Communication is the conduit by which we transfer design ideas to other people. Fundamentally, successful communication is about mutual understanding. Below are five common elements found in the design process, and some thoughts on how specific communication methods might increase mutual understanding among project stakeholders.
1. Clarify expectations early and often.
Don’t assume all project stakeholders have the same understanding, priorities and access to information. Ask to clarify and confirm at the beginning and throughout each phase of work. For example, one of our senior project managers, Jackson Butler, hands out a kickoff folder to his team at the beginning of each project. This folder includes the project management plan describing project goals, timelines, fees and deliverables. It also includes areas for individual team members to list what particularly high value work they can contribute and what they hope to gain from the project for their own professional development. Jackson’s most recent Marriott Hotel Great Room project just wrapped up Contract Documents a week early, with limited overtime (we are still are designers after all…) and with appropriate contingency fee to handle the inevitable construction phase changes. By clarifying stakeholder expectations early and often, Jackson now has a happy client, a great looking design and a proud team.
2. Work hard to understand the other people.
EDG’s president and CEO, Jennifer Johanson is a leader in the hospitality design world. Why? Because her communication of hotel and restaurant design is always focused on our clients and the end users. Whether in a team brainstorming session, a client presentation or a press interview, Jennifer consistently frames the discussion in terms of client operations and business goals as well as guest experience. Her communication is motivational and persuasive not because she is “selling” anything but because she works hard to understand the needs and values of others engaged in the conversation. Recent examples of the success of this approach are Elena and Pony Line an award winning bar and restaurant at the Four Seasons Hotel Buenos Aires.
3. Face to face, video conference, telephone, and email (in that order)

----

**USING THE INFORMATION**
1. In the excerpt on design communication, what does Jackson Butler give his team at the start of each project?
2. Go on with the excerpt on design communication from its last line.
You can ignore the listing that comes after this; it isn't needed.

**SUPPLIED DATA**

----

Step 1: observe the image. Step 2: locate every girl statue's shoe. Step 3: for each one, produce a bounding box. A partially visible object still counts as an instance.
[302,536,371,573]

----

**EXERCISE RESPONSES**
1. A kickoff folder.

2.
Communication can only be truly effective if there is a bond of mutual trust. Email can sometimes be a poor medium for communication. Tone is often misinterpreted and it does little to establish or maintain a personal bond between people. Early in a project, try to have face to face meetings, or at least a video conference. Being able to see other stakeholders’ expression and body language will help you better understand them. Once you have established mutual trust, email away, but don’t forget to regularly schedule video conferences or pick up the phone to make the human connection. We are working on several projects in Costa Rica and I had some on-site coordination meetings with client and local architect. Since I was able to meet these people in person, I feel not only a professional obligation to do my job, but also a strong personal commitment to Dennis, Francisco, Ronald and Andrea.
4. Are meetings worth it?
Face to face communication is invaluable (see above). Meetings can be a great way to collaborate, establish and review goals and progress, and create collegiality. However, they can also be a huge, expensive and pointless time sink. Plan your meetings for the right reasons, right length of time and right people. On the successful side, an EDG project manager will regularly meet together with the senior designer and job captain so that the three person leadership team can plan and review a project together. Those 15 - 20 minute informal sessions have huge returns on investment in directly advancing design and serving our clients. On the other hand, I have also been to large (10+ people) meetings where there is no clear goal or agenda and the facilitators are ill-prepared and clearly winging it. If you are going to invest in a meeting please consider: inviting only the critical stakeholders, establishing the goal of the meeting and sending out an agenda and documents to review in advance. This will help keep communication focused and yield a good return on time.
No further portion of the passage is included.